Aim: Report every line in the listing below that contains the word "head", copying each such line in full.

Data provided:
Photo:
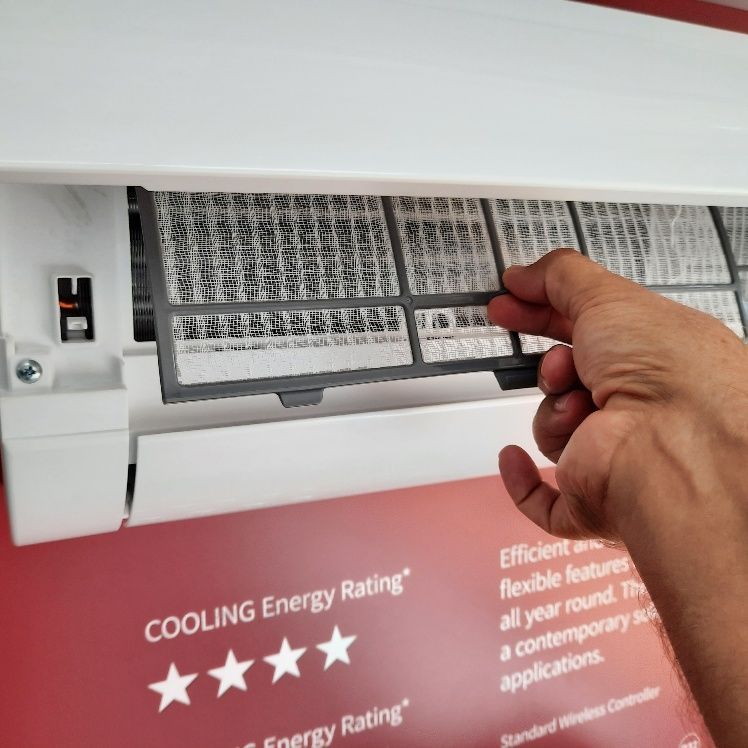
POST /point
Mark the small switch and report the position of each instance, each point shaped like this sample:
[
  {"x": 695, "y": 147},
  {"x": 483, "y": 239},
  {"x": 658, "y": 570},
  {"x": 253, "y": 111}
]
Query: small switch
[{"x": 76, "y": 309}]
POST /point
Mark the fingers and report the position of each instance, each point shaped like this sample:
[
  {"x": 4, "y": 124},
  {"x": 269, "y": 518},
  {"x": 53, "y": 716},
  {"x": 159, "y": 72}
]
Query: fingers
[
  {"x": 557, "y": 419},
  {"x": 564, "y": 280},
  {"x": 557, "y": 373},
  {"x": 537, "y": 500},
  {"x": 512, "y": 313}
]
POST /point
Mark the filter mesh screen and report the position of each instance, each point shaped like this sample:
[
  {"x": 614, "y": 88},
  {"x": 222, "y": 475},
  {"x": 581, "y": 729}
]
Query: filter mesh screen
[
  {"x": 736, "y": 225},
  {"x": 260, "y": 345},
  {"x": 460, "y": 333},
  {"x": 233, "y": 247},
  {"x": 528, "y": 229},
  {"x": 446, "y": 246},
  {"x": 655, "y": 244},
  {"x": 720, "y": 304}
]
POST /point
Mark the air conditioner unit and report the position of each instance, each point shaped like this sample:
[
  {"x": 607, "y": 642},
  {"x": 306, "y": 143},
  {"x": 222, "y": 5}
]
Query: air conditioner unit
[{"x": 211, "y": 218}]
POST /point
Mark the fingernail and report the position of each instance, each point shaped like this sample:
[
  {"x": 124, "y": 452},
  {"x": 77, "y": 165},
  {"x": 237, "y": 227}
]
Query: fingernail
[{"x": 562, "y": 403}]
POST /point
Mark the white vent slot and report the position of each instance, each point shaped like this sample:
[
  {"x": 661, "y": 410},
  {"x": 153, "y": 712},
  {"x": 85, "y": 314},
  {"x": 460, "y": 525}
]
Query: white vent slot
[
  {"x": 528, "y": 229},
  {"x": 235, "y": 247},
  {"x": 736, "y": 225},
  {"x": 666, "y": 245},
  {"x": 214, "y": 348},
  {"x": 720, "y": 304},
  {"x": 460, "y": 333},
  {"x": 446, "y": 246}
]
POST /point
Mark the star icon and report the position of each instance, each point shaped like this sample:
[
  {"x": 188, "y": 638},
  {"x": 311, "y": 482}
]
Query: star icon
[
  {"x": 173, "y": 688},
  {"x": 337, "y": 648},
  {"x": 285, "y": 661},
  {"x": 231, "y": 675}
]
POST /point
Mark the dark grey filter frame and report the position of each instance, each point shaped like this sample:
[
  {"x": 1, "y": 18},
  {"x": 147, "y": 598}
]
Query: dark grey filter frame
[{"x": 512, "y": 372}]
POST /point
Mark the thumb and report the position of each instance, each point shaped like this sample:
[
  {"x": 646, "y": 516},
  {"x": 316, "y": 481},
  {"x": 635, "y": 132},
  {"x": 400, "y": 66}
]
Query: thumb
[{"x": 564, "y": 280}]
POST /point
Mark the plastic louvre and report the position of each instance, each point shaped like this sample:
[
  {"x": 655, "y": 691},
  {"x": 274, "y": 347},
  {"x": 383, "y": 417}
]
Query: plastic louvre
[
  {"x": 446, "y": 245},
  {"x": 655, "y": 245},
  {"x": 735, "y": 221},
  {"x": 459, "y": 333}
]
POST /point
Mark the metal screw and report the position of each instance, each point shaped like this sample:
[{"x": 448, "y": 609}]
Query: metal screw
[{"x": 29, "y": 371}]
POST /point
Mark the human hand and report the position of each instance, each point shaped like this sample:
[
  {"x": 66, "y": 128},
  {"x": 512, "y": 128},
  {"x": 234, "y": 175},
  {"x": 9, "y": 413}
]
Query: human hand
[{"x": 647, "y": 391}]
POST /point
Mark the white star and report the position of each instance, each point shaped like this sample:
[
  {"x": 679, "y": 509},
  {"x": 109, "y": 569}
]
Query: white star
[
  {"x": 285, "y": 661},
  {"x": 231, "y": 674},
  {"x": 173, "y": 688},
  {"x": 337, "y": 648}
]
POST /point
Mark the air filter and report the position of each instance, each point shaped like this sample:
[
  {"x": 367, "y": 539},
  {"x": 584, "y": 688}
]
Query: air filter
[
  {"x": 655, "y": 245},
  {"x": 526, "y": 230},
  {"x": 260, "y": 293},
  {"x": 736, "y": 227}
]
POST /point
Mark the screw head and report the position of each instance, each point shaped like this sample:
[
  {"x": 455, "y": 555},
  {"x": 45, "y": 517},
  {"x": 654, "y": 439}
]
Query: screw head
[{"x": 29, "y": 371}]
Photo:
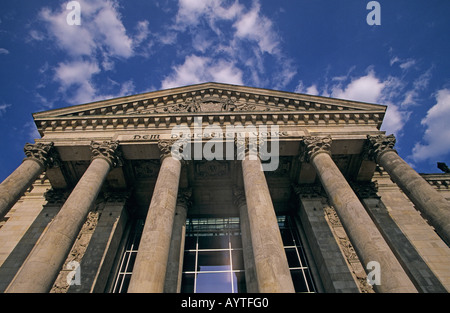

Completed task:
Mark the screw head and report the position of each instance, each point shaped like this sample:
Query: screw head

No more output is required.